## Stated exercise
Rewrite all of the items below as a numbered list, leaving out any blank lines.

──────── Data to process ────────

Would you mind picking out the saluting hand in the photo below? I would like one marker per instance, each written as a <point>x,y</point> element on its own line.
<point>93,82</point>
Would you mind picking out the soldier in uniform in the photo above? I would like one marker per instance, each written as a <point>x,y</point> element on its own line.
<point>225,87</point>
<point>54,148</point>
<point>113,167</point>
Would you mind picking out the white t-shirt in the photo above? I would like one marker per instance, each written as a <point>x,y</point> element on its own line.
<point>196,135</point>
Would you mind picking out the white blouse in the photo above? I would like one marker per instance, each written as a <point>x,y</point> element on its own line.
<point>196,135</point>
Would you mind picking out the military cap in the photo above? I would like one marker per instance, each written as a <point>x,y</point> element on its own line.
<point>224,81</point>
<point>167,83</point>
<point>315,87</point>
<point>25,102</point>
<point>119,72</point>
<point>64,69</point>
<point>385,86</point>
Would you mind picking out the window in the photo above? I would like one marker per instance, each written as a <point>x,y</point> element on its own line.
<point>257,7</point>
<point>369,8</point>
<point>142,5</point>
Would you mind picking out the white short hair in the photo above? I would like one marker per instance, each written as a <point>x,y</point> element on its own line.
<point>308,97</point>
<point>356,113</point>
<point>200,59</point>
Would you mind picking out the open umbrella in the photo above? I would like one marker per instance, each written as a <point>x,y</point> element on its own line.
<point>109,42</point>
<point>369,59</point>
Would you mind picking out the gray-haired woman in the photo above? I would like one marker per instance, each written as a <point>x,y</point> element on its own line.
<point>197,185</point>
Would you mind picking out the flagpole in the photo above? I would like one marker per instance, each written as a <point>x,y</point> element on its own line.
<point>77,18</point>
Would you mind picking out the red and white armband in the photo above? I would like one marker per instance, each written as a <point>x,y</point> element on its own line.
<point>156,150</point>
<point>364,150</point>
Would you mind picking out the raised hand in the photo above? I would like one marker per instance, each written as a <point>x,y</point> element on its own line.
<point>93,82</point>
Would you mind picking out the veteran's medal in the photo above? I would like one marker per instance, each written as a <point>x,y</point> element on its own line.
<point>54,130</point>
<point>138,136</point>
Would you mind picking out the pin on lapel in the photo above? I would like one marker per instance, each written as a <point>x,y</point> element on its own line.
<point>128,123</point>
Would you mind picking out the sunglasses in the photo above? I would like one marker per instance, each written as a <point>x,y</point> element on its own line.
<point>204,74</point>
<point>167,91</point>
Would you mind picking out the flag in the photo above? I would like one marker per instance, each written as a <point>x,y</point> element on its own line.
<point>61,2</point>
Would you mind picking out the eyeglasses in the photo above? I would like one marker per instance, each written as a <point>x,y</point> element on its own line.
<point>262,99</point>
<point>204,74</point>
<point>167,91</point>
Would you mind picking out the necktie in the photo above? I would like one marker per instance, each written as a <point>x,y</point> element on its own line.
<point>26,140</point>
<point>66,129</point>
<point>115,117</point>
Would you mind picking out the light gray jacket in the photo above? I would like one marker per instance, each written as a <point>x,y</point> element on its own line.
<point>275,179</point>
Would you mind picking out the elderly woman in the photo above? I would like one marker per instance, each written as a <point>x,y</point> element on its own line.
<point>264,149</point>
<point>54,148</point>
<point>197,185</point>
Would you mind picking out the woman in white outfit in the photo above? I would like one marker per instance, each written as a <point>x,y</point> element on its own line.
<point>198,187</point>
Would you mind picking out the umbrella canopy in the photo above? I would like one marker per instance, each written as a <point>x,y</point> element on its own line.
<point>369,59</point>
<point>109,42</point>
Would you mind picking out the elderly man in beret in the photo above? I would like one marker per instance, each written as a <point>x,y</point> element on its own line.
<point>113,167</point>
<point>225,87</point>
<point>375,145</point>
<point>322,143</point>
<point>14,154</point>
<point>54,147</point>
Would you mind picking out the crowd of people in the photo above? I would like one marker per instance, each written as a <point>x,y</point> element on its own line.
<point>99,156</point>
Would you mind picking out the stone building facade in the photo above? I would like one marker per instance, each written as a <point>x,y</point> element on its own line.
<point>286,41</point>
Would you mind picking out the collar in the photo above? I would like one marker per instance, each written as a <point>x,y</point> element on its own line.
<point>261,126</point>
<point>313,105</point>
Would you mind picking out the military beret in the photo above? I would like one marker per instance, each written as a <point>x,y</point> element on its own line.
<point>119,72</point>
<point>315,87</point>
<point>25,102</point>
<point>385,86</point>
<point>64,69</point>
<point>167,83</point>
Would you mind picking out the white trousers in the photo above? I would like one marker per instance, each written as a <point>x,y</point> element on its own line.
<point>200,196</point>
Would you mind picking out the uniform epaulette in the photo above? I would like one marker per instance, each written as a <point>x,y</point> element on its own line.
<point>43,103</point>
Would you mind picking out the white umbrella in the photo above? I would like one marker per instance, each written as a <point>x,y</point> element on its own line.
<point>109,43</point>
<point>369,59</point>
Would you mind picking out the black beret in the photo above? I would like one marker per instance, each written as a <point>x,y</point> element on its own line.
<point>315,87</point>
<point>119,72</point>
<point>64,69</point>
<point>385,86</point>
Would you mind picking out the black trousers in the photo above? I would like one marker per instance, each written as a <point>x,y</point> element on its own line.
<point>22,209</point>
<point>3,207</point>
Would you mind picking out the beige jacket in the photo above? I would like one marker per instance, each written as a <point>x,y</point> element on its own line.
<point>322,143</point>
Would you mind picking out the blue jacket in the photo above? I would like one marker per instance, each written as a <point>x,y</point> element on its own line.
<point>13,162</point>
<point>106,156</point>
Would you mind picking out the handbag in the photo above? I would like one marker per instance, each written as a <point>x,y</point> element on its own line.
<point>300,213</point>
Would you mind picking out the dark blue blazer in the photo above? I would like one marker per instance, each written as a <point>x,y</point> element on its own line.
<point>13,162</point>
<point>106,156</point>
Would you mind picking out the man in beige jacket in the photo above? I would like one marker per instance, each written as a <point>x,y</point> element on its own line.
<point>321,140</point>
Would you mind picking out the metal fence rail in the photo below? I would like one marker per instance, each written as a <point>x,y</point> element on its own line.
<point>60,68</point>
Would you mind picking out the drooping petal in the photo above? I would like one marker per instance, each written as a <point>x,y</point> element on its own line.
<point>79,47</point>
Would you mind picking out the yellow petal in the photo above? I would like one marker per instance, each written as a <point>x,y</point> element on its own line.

────────

## Expected answer
1. Would you mind picking out the saluting hand in the photo below? I would like one marker per instance, each written as a <point>x,y</point> element on its own line.
2. <point>93,82</point>
3. Would you mind picking out the soldier in uniform in the photo above? I would like one marker per instance, each written as a <point>x,y</point> element on its own line.
4. <point>225,87</point>
5. <point>54,148</point>
6. <point>113,167</point>
7. Would you mind picking out the white t-shirt in the photo above? I would like one marker per instance, each written as a <point>x,y</point> element on its own line.
8. <point>196,135</point>
9. Would you mind picking out the white blouse in the photo above? I would like one marker per instance, each written as a <point>x,y</point> element on its own line.
10. <point>196,135</point>
11. Would you mind picking out the military cap in the photo above? I would like one marker per instance, each written as a <point>x,y</point> element on its own line.
12. <point>224,81</point>
13. <point>167,83</point>
14. <point>315,87</point>
15. <point>25,102</point>
16. <point>119,72</point>
17. <point>64,69</point>
18. <point>385,86</point>
19. Would you mind picking out the window in the photo above? I would like one marker per instance, each written as a <point>x,y</point> element on its own line.
20. <point>257,7</point>
21. <point>369,8</point>
22. <point>142,5</point>
23. Would you mind picking out the white short hair in the photo above? I would like one marker per instance, each written as a <point>x,y</point> element on its own line.
24. <point>308,97</point>
25. <point>356,113</point>
26. <point>200,59</point>
27. Would you mind picking out the open umbrella in the photo above? I would like one marker per instance, each written as a <point>x,y</point> element on its own line.
28. <point>109,42</point>
29. <point>369,59</point>
30. Would you mind picking out the gray-haired woman in the photo above? I would like one marker per instance, each written as a <point>x,y</point> element on its own line.
31. <point>197,185</point>
32. Would you mind picking out the flagpole in the photo above? I would like one marker per instance, each written as a <point>x,y</point> element on its own line.
33. <point>77,18</point>
34. Would you mind picking out the red and white armband in the photo above? I would like one marker per instance, each written as a <point>x,y</point> element on its own line.
35. <point>156,150</point>
36. <point>364,150</point>
37. Would you mind picking out the raised hand in the photo above? I would like one marker per instance, each written as a <point>x,y</point> element on its own line.
38. <point>93,82</point>
39. Would you mind picking out the veteran's medal in the photo above? I would like one marker per instance, each written as a <point>x,y</point> element on its own line.
40. <point>54,130</point>
41. <point>138,136</point>
42. Would you mind picking out the pin on lapel in the photo above? I would like one marker per instance, each written as a <point>x,y</point> element on its own line.
43. <point>128,123</point>
44. Would you mind picking out the sunglasses in the photo above? I would like one marker per instance, each written as a <point>x,y</point> element on its own line.
45. <point>204,74</point>
46. <point>167,91</point>
47. Would you mind picking out the flag in the photo above? I would like one marker per instance, each written as a <point>x,y</point> element on its own line.
48. <point>61,2</point>
49. Would you mind picking out the eyeglasses in the photo above? I would like one marker per instance, each written as a <point>x,y</point> element on its own line.
50. <point>262,99</point>
51. <point>204,74</point>
52. <point>167,91</point>
53. Would you mind picking out the necktie in the photo above? I would like one marker per instance, each written as a <point>x,y</point> element on its own line.
54. <point>26,140</point>
55. <point>66,129</point>
56. <point>115,117</point>
57. Would you mind picking out the light gray jacket in the photo above? I would like one marker per instance, each written as a <point>x,y</point> element on its own line.
58. <point>275,179</point>
59. Would you mind picking out the elderly woman in the photo above? I would like one marker per instance, each written as a <point>x,y</point> element on its own line.
60. <point>264,149</point>
61. <point>54,148</point>
62. <point>197,185</point>
63. Would you mind picking out the woman in white outfit in the photo above? I would like one marker per instance, each written as a <point>x,y</point> element on its own line.
64. <point>198,187</point>
65. Would you mind picking out the umbrella canopy in the photo above? I would like one marker per instance, each written as a <point>x,y</point> element on its own line.
66. <point>369,59</point>
67. <point>109,42</point>
68. Would you mind picking out the elderly man in beret in the photo above? I would like one marker per instance, each written as a <point>x,y</point> element on its own line.
69. <point>113,167</point>
70. <point>225,87</point>
71. <point>375,145</point>
72. <point>322,143</point>
73. <point>14,154</point>
74. <point>54,147</point>
75. Would you mind picking out the crowd of people in the photo above? I would like one marker per instance, each written as a <point>x,y</point> element on its own line.
76. <point>99,156</point>
77. Would you mind picking out the stone building facade in the photo above? I would like one marker per instance, each written as a <point>x,y</point> element on its own line.
78. <point>286,41</point>
79. Would you mind picking out the collar in the photo above? I would like one marker per instance, each written as a <point>x,y</point> element on its own line.
80. <point>261,126</point>
81. <point>313,105</point>
82. Would you mind picking out the military beret in the photo above? I would like one marker per instance, each written as a <point>x,y</point> element on its own line.
83. <point>119,72</point>
84. <point>315,87</point>
85. <point>25,102</point>
86. <point>385,86</point>
87. <point>64,69</point>
88. <point>167,83</point>
89. Would you mind picking out the white trousers in the photo above? I would like one marker per instance, each written as a <point>x,y</point> element on its own line.
90. <point>200,196</point>
91. Would you mind picking out the uniform epaulette in the photo above? I would like one marker per instance, each written as a <point>x,y</point> element on its own line.
92. <point>43,103</point>
93. Would you mind picking out the white umbrella in the photo above? I would like one marker per instance, each written as a <point>x,y</point> element on its own line.
94. <point>109,43</point>
95. <point>369,59</point>
96. Would you mind picking out the black beret in the photo above? I would like one marker per instance, each written as a <point>x,y</point> element on its own line.
97. <point>315,87</point>
98. <point>119,72</point>
99. <point>64,69</point>
100. <point>385,86</point>
101. Would you mind picking out the black trousers in the photo above? I would like one marker per instance, each written as a <point>x,y</point> element on its own line.
102. <point>22,209</point>
103. <point>3,207</point>
104. Would you mind picking out the beige jacket in the photo above? I would like one marker per instance, each written as a <point>x,y</point> element on its own line.
105. <point>322,143</point>
106. Would you mind picking out the blue jacket in the photo above? I would like one marker per instance, each written as a <point>x,y</point> element on its own line.
107. <point>13,162</point>
108. <point>106,156</point>
109. Would you mind picking out the handbag in the photo above? I would like one marker per instance, each written as a <point>x,y</point> element on its own line.
110. <point>300,213</point>
111. Would you mind picking out the dark blue blazer in the photo above? I would like one marker per instance, each written as a <point>x,y</point> element on its own line.
112. <point>13,162</point>
113. <point>106,156</point>
114. Would you mind picking out the man in beige jacket in the photo above? I would like one marker per instance, each written as a <point>x,y</point> element on its own line.
115. <point>321,140</point>
116. Would you mind picking out the metal fence rail in the photo below? I would like one marker per instance, each written as a <point>x,y</point> element on its own line.
117. <point>60,68</point>
118. Would you mind picking out the drooping petal in the photo above? I would like one marker per instance, each written as a <point>x,y</point> element on its own line.
119. <point>79,47</point>
120. Would you mind picking out the yellow petal in the photo above? I would like one marker per instance, each written as a <point>x,y</point> element on its own line.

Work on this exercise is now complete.